Morgan: El Salvador Ready to Receive Refugees from the United States 

The risk of coronavirus transmission from people coming from the United States isn’t limited only to deported Salvadorans. The Trump administration confirmed on March 12 that it plans on sending asylum seekers to El Salvador this very month, under the conditions set by an accord signed in September 2019. “Negotiations are going great, I have no doubt that El Salvador is ready and we’re predicting that the asylum agreement will be online literally any day now,” Mark Morgan told El Faro. 

Four hours before president Bukele announced the national quarantine, BuzzFeed News reported about a secret meeting between Bukele, U.S. Homeland Security Secretary Chad Wolf, and other members of Trump’s government, during which they came up with the final details for the implementation of the asylum agreement. This deal would turn El Salvador into an alternative “safe country” for those who’ve applied to the United States. 

According to Buzzfeed, the process will being this month, and the U.S. government hopes to send about 2000 asylum seekers to El Salvador this year. Between 2014 and 2018, only 73 people applied for asylum in El Salvador, according to statistics from the United Nations. In that same time span, the country only granted asylum to 28 people, according to a response from the ministry of foreign affairs. The office in charge of processing asylum claims is the Commission for the Determination of Refugees (CODER, in Spanish) and, as of October of 2019, had a total of nine employees. If the numbers cited by Buzzfeed are accurate, El Salvador would have to process 15 people a day to reach 2000 for the year. A source in the ministry of foreign affairs told El Faro on March 11 that there have not been significant changes to the office’s capacity.

“We want to make sure that El Salvador is ready, is capable, and is prepared with logistics, with everything that it takes to receive individuals,” Morgan said. “We must do it right… [that] all the plans are set in place so that we can do this in a humane and compassionate way,” he said.

:::::

__EXERCISE BRIEF__: In the article on the El Salvador asylum agreement, how many employees did the Commission for the Determination of Refugees have as of October 2019? The lines that come next are separate material, unrelated to the article on the asylum agreement.

__RECORDS__:

:::::

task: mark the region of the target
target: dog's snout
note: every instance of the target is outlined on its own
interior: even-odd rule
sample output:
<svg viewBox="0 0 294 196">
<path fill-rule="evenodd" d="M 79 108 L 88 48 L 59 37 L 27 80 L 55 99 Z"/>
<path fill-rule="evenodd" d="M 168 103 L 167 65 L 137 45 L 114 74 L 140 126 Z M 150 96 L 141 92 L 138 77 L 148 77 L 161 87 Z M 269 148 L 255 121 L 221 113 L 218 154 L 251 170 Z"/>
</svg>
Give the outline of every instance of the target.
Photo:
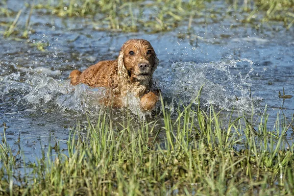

:::::

__RESPONSE FOR THIS EXERCISE__: Nine.